• Short problem
Repeat the material below, switching every "grassy ground" to "lawn" and keeping everything else unchanged. Leave the pictures out.

• Records shown
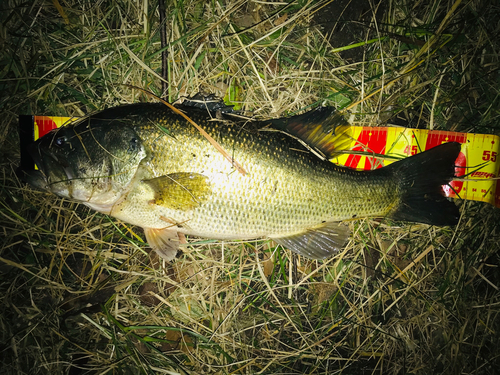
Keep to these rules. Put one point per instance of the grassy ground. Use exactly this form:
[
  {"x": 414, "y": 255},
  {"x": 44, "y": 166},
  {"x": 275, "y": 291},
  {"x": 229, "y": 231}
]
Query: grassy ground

• Full solution
Keep to these rules. Put one point per instance of the lawn. Use exactly this form:
[
  {"x": 414, "y": 255},
  {"x": 44, "y": 166},
  {"x": 275, "y": 291},
  {"x": 229, "y": 231}
]
Query: lawn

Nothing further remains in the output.